== EXERCISE DIRECTIONS ==
Beginning with the very first line, please reproduce the entries exactly through the line containing "SCAN blue jeans -> rect".

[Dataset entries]

================

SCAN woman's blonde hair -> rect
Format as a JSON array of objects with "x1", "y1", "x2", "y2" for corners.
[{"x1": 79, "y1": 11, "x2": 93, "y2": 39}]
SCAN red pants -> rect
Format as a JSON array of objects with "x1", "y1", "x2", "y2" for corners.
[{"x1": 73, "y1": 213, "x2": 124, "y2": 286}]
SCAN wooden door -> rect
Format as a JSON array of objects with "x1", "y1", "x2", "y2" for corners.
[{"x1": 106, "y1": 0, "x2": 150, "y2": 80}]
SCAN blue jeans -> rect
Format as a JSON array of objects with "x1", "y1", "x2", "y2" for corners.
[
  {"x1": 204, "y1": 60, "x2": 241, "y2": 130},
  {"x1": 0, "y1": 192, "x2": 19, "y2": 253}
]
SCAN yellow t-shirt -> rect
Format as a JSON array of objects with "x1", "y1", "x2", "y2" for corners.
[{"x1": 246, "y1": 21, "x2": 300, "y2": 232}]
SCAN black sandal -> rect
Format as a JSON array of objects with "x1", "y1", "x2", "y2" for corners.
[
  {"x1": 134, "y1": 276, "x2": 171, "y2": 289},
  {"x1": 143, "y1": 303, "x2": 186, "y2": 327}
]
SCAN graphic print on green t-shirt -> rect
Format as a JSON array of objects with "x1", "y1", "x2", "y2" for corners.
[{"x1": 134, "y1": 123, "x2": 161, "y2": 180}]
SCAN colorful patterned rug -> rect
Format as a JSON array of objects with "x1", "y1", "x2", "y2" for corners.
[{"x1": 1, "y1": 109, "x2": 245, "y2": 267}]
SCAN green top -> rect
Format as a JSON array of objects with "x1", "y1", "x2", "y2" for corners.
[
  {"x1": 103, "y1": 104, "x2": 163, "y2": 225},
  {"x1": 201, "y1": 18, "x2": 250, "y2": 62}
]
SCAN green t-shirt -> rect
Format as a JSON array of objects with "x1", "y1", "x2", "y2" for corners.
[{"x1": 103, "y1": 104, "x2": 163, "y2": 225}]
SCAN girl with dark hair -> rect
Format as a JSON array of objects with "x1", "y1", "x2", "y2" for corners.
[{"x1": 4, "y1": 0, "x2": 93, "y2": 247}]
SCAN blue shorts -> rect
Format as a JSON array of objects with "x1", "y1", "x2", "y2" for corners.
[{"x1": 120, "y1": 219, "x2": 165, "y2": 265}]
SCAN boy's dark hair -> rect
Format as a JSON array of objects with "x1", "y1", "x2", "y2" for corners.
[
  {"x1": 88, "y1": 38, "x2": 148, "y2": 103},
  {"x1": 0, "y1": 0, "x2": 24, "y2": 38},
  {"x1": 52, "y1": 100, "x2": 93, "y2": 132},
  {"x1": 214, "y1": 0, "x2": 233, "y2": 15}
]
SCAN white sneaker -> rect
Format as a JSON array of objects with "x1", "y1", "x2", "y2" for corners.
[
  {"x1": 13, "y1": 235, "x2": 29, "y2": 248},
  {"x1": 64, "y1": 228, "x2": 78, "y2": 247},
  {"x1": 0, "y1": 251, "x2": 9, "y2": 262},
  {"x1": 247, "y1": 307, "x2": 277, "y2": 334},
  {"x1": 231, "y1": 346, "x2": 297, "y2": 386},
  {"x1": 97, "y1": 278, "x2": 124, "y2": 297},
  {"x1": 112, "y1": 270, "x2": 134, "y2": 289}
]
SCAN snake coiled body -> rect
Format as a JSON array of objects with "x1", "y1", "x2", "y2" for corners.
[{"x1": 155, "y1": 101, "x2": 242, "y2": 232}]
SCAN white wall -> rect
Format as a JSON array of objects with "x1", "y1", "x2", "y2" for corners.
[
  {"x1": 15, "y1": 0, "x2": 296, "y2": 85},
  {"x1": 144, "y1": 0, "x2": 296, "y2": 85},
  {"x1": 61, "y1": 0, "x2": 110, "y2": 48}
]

================

== EXERCISE RESULT ==
SCAN woman's blonde hair -> rect
Format as a JSON array of objects with "x1", "y1", "x2", "y2" for corners.
[{"x1": 79, "y1": 11, "x2": 93, "y2": 39}]
SCAN red pants -> rect
Format as a JSON array of objects with "x1", "y1", "x2", "y2" for corners.
[{"x1": 73, "y1": 213, "x2": 124, "y2": 286}]
SCAN wooden door -> rect
Format as a JSON array of objects with "x1", "y1", "x2", "y2" for corners.
[{"x1": 106, "y1": 0, "x2": 150, "y2": 80}]
SCAN blue jeans -> rect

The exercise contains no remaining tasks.